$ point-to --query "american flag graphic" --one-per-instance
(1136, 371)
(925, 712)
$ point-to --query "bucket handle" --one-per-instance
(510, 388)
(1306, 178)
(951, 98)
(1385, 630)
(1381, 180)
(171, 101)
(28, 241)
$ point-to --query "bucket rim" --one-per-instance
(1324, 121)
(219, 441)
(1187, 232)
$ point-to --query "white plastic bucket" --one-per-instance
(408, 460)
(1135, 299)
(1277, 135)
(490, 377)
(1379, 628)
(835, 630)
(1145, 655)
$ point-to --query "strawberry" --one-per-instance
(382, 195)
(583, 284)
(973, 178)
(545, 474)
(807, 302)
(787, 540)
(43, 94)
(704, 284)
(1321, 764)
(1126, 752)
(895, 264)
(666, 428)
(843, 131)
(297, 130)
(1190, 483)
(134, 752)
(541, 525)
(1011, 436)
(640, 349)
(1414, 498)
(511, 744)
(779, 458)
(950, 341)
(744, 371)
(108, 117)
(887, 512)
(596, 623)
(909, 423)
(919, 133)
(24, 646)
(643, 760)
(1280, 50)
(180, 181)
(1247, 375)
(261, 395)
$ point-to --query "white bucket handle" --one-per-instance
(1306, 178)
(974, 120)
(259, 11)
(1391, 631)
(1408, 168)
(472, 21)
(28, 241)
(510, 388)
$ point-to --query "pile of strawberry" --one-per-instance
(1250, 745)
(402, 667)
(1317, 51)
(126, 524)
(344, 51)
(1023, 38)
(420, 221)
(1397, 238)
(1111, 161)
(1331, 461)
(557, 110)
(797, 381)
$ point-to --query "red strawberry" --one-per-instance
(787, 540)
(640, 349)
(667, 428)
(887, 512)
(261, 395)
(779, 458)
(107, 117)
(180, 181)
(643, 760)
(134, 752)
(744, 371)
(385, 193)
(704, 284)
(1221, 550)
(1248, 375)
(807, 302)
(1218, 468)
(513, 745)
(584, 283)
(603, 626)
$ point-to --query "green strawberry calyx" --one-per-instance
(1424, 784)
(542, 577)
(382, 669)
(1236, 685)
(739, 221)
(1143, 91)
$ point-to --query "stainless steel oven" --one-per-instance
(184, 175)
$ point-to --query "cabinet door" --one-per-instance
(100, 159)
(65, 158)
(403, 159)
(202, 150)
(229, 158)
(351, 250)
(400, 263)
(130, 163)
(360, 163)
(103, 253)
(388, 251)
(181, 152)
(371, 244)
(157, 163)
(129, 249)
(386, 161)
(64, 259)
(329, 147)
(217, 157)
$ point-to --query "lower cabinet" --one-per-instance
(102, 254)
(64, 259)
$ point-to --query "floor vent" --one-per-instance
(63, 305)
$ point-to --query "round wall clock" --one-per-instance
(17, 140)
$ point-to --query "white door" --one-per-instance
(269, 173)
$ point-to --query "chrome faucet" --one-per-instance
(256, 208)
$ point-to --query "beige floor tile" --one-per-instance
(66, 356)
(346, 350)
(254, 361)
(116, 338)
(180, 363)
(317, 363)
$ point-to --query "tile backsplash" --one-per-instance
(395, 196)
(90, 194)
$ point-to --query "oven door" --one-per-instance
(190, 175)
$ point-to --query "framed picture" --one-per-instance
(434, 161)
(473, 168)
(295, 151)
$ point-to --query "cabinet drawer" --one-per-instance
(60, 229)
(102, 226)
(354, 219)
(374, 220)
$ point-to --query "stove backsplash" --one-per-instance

* GOAL OF THE EXERCISE *
Please set down all of the data above again, matching it exactly.

* RESPONSE BOX *
$ point-to --query "american flag graphic" --one-per-instance
(1136, 371)
(925, 712)
$ point-to --query "bucket handle" --one-per-instance
(510, 388)
(1306, 178)
(951, 98)
(1385, 630)
(1381, 180)
(171, 101)
(28, 241)
$ point-to --query "bucket rim" --one-per-instance
(1324, 121)
(219, 441)
(1187, 232)
$ point-to --query "white plastic bucket" --one-per-instance
(408, 460)
(1135, 299)
(1277, 135)
(490, 377)
(1379, 628)
(835, 630)
(1145, 655)
$ point-to --query "strawberry" --one-per-instance
(382, 195)
(583, 284)
(973, 178)
(545, 474)
(807, 302)
(787, 540)
(43, 94)
(704, 284)
(1321, 764)
(1126, 752)
(895, 264)
(666, 428)
(843, 131)
(297, 130)
(1190, 483)
(134, 752)
(541, 525)
(1011, 436)
(640, 349)
(1414, 498)
(511, 744)
(779, 458)
(950, 341)
(744, 371)
(108, 117)
(887, 512)
(596, 623)
(909, 423)
(919, 133)
(24, 646)
(643, 760)
(1280, 50)
(180, 181)
(1247, 375)
(261, 395)
$ point-to --query "white bucket handle" --one-per-instance
(1306, 178)
(974, 120)
(259, 11)
(1391, 631)
(1408, 168)
(472, 21)
(28, 241)
(510, 388)
$ point-to --query "pile of strawberry" --one-per-instance
(1250, 745)
(402, 667)
(1317, 51)
(126, 524)
(344, 51)
(1023, 38)
(420, 221)
(1397, 238)
(1111, 161)
(1331, 461)
(557, 110)
(797, 381)
$ point-to --query "red strawberry" --one-per-instance
(787, 540)
(640, 349)
(667, 428)
(887, 512)
(261, 395)
(779, 458)
(107, 117)
(180, 181)
(643, 760)
(134, 752)
(744, 371)
(385, 193)
(704, 284)
(1221, 550)
(1248, 375)
(807, 302)
(1218, 468)
(513, 745)
(584, 283)
(603, 626)
$ point-to --query "green strawberry calyx" --one-per-instance
(1424, 784)
(542, 577)
(382, 669)
(1236, 685)
(739, 221)
(1143, 91)
$ point-to --query "stainless steel oven" --one-per-instance
(184, 175)
$ point-to --query "cabinet door" --one-per-instance
(100, 159)
(65, 158)
(403, 159)
(202, 150)
(229, 158)
(351, 250)
(400, 263)
(130, 163)
(360, 163)
(103, 253)
(388, 251)
(181, 152)
(371, 244)
(157, 163)
(129, 249)
(386, 161)
(64, 259)
(329, 147)
(217, 157)
$ point-to --query "lower cabinet" --one-per-instance
(102, 254)
(64, 259)
$ point-to --query "floor vent" --one-per-instance
(63, 305)
$ point-to --query "round wall clock" --one-per-instance
(17, 140)
$ point-to --query "white door" --one-per-instance
(269, 173)
$ point-to --query "chrome faucet" --one-per-instance
(256, 208)
$ point-to --query "beige floor tile" --one-per-instance
(66, 356)
(346, 350)
(254, 361)
(116, 338)
(180, 363)
(317, 363)
$ point-to --query "tile backsplash" --one-per-instance
(395, 196)
(90, 194)
$ point-to --query "oven door" --one-per-instance
(190, 175)
$ point-to --query "framed picture" --one-per-instance
(434, 161)
(473, 168)
(295, 151)
$ point-to --query "cabinet drawer" --one-per-instance
(60, 229)
(102, 226)
(354, 219)
(374, 220)
$ point-to --query "stove backsplash" --one-per-instance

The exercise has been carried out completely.